Image point grounding data:
>>>
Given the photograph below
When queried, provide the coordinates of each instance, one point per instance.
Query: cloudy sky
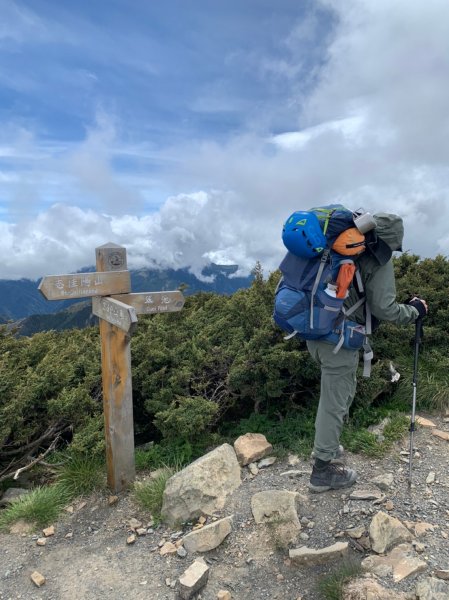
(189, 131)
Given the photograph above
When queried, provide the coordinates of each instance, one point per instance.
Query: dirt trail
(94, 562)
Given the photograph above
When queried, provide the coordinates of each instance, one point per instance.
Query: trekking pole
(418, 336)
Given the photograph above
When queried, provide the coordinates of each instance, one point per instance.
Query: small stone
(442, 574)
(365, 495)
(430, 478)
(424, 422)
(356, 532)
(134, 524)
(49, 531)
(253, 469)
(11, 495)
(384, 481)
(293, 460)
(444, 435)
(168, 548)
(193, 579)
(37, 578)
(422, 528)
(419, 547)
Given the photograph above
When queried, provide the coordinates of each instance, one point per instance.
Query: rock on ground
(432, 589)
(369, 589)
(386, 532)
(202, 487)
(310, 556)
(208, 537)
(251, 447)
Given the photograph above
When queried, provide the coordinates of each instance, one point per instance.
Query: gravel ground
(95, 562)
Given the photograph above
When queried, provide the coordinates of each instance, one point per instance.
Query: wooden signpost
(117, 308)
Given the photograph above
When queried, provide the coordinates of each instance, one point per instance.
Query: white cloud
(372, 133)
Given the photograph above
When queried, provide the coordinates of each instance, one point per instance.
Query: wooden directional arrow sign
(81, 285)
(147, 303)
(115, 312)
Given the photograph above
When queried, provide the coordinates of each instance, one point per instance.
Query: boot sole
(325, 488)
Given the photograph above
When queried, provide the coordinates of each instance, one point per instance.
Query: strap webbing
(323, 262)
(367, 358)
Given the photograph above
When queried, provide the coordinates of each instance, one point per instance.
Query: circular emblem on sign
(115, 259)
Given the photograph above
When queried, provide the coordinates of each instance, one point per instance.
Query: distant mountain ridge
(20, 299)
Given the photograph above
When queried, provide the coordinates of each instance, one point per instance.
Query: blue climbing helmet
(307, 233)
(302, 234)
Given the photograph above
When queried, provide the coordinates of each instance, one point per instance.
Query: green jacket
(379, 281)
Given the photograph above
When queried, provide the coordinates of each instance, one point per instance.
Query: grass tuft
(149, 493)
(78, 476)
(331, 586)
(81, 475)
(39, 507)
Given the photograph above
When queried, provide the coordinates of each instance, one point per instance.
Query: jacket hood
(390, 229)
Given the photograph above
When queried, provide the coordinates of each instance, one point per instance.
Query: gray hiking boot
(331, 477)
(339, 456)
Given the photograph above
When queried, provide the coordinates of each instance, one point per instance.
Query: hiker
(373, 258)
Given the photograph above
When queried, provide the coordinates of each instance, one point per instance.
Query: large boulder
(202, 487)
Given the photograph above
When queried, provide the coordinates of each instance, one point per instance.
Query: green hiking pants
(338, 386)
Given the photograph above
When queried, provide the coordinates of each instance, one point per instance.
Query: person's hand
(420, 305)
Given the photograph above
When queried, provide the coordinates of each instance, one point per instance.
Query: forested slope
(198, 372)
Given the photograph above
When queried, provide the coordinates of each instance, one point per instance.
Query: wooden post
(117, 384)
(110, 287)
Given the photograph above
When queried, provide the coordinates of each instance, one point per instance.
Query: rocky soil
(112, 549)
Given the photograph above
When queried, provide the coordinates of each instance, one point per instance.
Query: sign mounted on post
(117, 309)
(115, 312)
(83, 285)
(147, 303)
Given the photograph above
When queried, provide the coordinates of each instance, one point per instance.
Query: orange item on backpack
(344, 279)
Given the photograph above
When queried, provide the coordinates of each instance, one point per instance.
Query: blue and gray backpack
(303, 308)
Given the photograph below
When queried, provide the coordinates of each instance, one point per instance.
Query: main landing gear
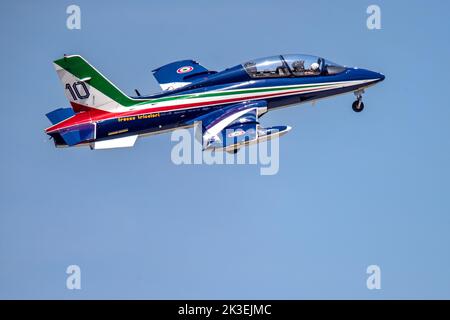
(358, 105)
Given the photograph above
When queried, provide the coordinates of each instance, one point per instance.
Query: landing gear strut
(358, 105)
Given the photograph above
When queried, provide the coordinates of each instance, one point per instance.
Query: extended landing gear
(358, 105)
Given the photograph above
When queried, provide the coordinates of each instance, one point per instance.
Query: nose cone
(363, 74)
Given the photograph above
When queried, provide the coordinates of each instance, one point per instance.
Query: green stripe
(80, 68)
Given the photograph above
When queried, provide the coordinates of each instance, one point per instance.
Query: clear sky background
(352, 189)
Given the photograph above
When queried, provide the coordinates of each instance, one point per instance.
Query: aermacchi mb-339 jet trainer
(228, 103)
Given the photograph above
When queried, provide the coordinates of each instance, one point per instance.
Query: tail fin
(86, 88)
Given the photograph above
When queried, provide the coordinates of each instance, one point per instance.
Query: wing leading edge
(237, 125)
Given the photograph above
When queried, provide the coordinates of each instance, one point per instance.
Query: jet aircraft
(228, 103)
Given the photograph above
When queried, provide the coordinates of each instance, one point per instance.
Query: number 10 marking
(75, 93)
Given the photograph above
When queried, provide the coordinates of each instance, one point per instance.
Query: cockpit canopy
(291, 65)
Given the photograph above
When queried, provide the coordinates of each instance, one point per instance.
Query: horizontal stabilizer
<<<
# [What the task asks]
If a record contains a picture, drop the picture and repeat the rest exactly.

# [Result for this exercise]
Given the photograph below
When queried, provide the coordinates of each instance, one point per instance.
Query: cloudy sky
(189, 131)
Given the photograph above
When queried, provide the coordinates of each instance, one point per instance.
Query: dirt trail
(94, 562)
Given the photograph above
When queried, provide the coordinates of each instance, one point per instance.
Query: trekking pole
(418, 336)
Given the photograph above
When queried, provide the coordinates of each instance, one point per instance.
Query: small stone
(442, 574)
(365, 495)
(430, 478)
(424, 422)
(356, 532)
(134, 524)
(49, 531)
(253, 469)
(11, 495)
(384, 481)
(293, 460)
(444, 435)
(168, 548)
(193, 579)
(37, 578)
(422, 528)
(419, 547)
Given the photograph above
When queried, provide the coordinates of each instance, one point per instance.
Query: rock on ground
(432, 589)
(369, 589)
(386, 532)
(202, 487)
(310, 556)
(208, 537)
(251, 447)
Given the photograph above
When queried, provide the coordinates of each instance, one point per instance.
Query: gravel ground
(95, 562)
Given the photograph above
When queried, provide the coordinates of each instance, one point per instance.
Query: wooden signpost
(117, 308)
Given the photograph above
When queried, provide the coordinates of each instance, one point per instance.
Query: white cloud
(372, 133)
Given the photograph above
When queried, provide the coordinates of each instance, one point per instance.
Query: wooden directional arrow sign
(81, 285)
(147, 303)
(115, 312)
Given the photograph above
When queried, provide the coordinates of each instance, one point per instance.
Query: boot sole
(325, 488)
Given the photograph above
When queried, provide the coordinates of each instance, one point per instance.
Query: strap webbing
(323, 262)
(367, 358)
Given the photograph above
When queried, provide the coordinates of each instance, one point per instance.
Query: circular emblem on sign
(115, 259)
Given the photograph above
When queried, provide the coordinates of each instance, one point per instance.
Query: distant mountain ridge
(20, 299)
Given the photograph above
When queried, provide the coordinates of each instance, one point per instance.
Query: blue climbing helmet
(307, 233)
(302, 234)
Given the photograph above
When queried, provide the coordinates of each instance, one point per instance.
Query: green jacket
(379, 281)
Given the photograph above
When queried, provide the coordinates of each instance, one point per instance.
Query: grass tuft
(149, 493)
(78, 476)
(331, 586)
(81, 475)
(39, 507)
Given the photograph above
When queried, provide the coordinates of each instance, one point per instance.
Query: jacket hood
(390, 229)
Given the photograph above
When queried, provide the coordinates of each instance, one point per instance.
Query: gray hiking boot
(331, 477)
(339, 456)
Given the photograph above
When queried, provide the coordinates of each instance, one point per instance.
Query: hiker
(373, 258)
Given the photograph above
When queried, provide the coordinates of each instance, one point per instance.
Query: large boulder
(202, 487)
Given the photograph above
When queried, provide the coordinates of each instance, one point per instance.
Query: green hiking pants
(338, 386)
Given the photograph above
When queried, provide the coordinates of each instance, one point per instance.
Query: person's hand
(420, 305)
Given the photograph above
When queried, provide the coordinates of each instance, one point per instance.
Query: forested slope
(198, 372)
Given the photograph above
When queried, provide the coordinates of each instance, one point per instance.
Query: wooden post
(117, 384)
(110, 287)
Given the photograph above
When queried, provide the coordinates of each instance, one point per instance.
Query: rocky soil
(112, 549)
Given the photograph above
When queried, provide the coordinates of each instance, one point per instance.
Query: sign mounted on post
(117, 309)
(115, 312)
(83, 285)
(147, 303)
Given the photograph above
When queried, provide the coordinates of each instance, one point per instance.
Query: orange item on backpack
(344, 279)
Given the photograph above
When queried, provide the coordinates of each instance, one point per instance.
Query: blue and gray backpack
(303, 308)
Given the photograph below
When queried, provide the coordinates of each instance, one point per instance.
Query: main landing gear
(358, 105)
Given the photograph above
When queried, provide the coordinates of each instance, one point per instance.
Query: landing gear strut
(358, 105)
Given the photograph above
When queried, provide the coordinates of each instance, one point per instance.
Query: extended landing gear
(358, 105)
Given the photograph above
When queried, provide the coordinates of each instance, one point per instance.
Query: nose cone
(363, 74)
Given the photograph above
When queried, provide the coordinates of each instance, one point per instance.
Query: green stripe
(80, 68)
Given the photograph above
When queried, provide the coordinates of each instance, one point per instance.
Query: clear sky background
(352, 189)
Given the photograph above
When queried, provide the coordinates of each instance, one point per instance.
Query: aermacchi mb-339 jet trainer
(228, 103)
Given the photograph above
When queried, provide the coordinates of each instance, one point per instance.
Query: tail fin
(86, 88)
Given the photograph above
When queried, provide the coordinates of each instance, one point per instance.
Query: wing leading edge
(237, 125)
Given the photograph above
When queried, provide the coordinates of each instance, one point per instance.
Query: jet aircraft
(228, 103)
Given the photograph above
When queried, provide the coordinates of each instance, one point per instance.
Query: number 10 marking
(75, 93)
Given the photograph above
When queried, provide the coordinates of each instance, one point per instance.
Query: cockpit canopy
(291, 65)
Given the photograph above
When queried, provide the coordinates of each instance, one point per instance.
Query: horizontal stabilizer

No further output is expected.